=== WORK INSTRUCTIONS ===
Find each line in the data below that contains the word "tree" and copy it.

****************

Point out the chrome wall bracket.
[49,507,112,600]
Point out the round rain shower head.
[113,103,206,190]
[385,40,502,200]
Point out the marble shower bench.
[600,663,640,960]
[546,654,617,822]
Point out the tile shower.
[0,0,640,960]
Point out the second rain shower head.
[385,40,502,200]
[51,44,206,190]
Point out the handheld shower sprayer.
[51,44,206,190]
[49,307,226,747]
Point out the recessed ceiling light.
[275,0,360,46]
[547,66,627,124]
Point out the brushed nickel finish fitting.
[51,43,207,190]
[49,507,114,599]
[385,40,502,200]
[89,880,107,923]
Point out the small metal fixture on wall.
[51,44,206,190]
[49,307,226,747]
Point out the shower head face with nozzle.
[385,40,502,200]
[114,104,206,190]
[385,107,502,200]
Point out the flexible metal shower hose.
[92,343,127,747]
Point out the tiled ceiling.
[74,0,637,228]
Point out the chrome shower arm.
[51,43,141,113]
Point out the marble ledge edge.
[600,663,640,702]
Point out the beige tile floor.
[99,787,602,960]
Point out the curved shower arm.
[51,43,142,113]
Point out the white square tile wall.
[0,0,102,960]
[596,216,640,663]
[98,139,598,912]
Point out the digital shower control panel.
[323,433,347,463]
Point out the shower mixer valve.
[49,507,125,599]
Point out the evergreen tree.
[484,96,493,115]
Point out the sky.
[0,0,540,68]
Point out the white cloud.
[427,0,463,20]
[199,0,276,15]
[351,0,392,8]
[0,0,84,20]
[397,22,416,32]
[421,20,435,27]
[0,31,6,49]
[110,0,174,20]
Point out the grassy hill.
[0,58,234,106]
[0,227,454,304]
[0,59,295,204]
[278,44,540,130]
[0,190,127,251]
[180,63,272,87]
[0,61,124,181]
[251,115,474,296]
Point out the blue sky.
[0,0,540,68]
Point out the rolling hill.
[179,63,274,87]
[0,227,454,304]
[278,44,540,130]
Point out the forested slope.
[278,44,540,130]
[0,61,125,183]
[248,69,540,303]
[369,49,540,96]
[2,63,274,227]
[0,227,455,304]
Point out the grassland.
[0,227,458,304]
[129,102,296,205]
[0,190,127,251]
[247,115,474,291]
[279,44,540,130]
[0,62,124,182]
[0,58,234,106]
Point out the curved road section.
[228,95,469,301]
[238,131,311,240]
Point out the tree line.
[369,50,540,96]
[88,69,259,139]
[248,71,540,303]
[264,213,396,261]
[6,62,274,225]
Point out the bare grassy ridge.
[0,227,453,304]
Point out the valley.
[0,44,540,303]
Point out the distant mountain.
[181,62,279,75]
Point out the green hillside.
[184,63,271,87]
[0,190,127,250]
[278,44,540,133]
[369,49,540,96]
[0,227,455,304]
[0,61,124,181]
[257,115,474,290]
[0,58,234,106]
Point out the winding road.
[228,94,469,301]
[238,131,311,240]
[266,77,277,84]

****************

=== RESPONSE FOR THIS EXERCISE ===
Point out the evergreen tree.
Point out the tree line.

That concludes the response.